• _Given instruction_:
Repeat each entry in full, exactly.

═════ Supplied data

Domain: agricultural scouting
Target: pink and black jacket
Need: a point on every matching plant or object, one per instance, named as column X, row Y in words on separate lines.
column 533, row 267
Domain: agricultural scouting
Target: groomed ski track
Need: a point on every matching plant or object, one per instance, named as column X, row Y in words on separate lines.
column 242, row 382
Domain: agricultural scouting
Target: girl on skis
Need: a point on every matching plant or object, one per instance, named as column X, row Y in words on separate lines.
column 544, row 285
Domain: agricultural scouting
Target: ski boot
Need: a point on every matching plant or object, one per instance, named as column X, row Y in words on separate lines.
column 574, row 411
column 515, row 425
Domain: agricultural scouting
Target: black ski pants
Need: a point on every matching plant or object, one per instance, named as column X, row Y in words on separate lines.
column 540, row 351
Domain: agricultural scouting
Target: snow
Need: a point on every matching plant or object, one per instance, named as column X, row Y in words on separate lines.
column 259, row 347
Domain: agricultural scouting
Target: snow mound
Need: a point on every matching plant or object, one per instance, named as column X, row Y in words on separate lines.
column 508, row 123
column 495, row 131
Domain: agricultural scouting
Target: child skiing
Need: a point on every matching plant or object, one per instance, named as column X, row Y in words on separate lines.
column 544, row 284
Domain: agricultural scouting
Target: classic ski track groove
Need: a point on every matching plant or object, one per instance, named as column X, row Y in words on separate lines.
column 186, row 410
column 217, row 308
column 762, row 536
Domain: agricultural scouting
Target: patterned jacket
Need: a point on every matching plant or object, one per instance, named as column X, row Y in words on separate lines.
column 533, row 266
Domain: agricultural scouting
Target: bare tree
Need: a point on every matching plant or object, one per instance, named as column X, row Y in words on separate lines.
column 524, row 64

══════════

• _Exercise result_:
Domain: agricultural scouting
Target: pink and black jacket
Need: a point on every matching plant or object, one per instance, named as column X, row Y in words on separate lines.
column 533, row 267
Domain: agricultural scouting
Target: groomed ski track
Need: a point on every matching plant or object, one per instance, named as column X, row Y in words on separate lines.
column 242, row 382
Domain: agricultural scouting
Target: girl on skis
Need: a point on every matching plant or object, one per instance, named as column X, row Y in words on separate lines.
column 544, row 285
Domain: agricultural scouting
Target: ski boot
Need: a point on every matching plant or object, one per instance, named as column X, row Y in words on separate lines.
column 574, row 411
column 515, row 425
Domain: agricultural scouting
Target: black ski pants
Need: a point on every matching plant or object, one per instance, named as column X, row Y in words on separate lines.
column 540, row 351
Domain: agricultural scouting
Target: snow
Need: a point on every matching plant or object, one per instance, named as column X, row Y in words on separate lines.
column 259, row 347
Domain: agricultural scouting
Target: snow mound
Need: a point on every matching plant or object, one per instance, named as column X, row Y in words on separate lines.
column 508, row 123
column 495, row 131
Domain: agricultural scouting
Target: child skiing
Need: a point on every matching plant or object, one per instance, named as column X, row Y in words on separate lines.
column 544, row 284
Domain: agricultural scouting
Target: classic ski track groove
Need: a point on every matching plant or object, one per instance, named as column X, row Y in words on separate lines.
column 186, row 410
column 217, row 308
column 762, row 536
Domain: agricultural scouting
Target: patterned jacket
Need: a point on every matching plant or object, one per instance, named as column X, row Y in words on separate lines.
column 533, row 266
Domain: agricultural scouting
Target: bare tree
Need: a point on every matching plant or object, one per instance, named as column X, row Y in words on separate lines.
column 524, row 64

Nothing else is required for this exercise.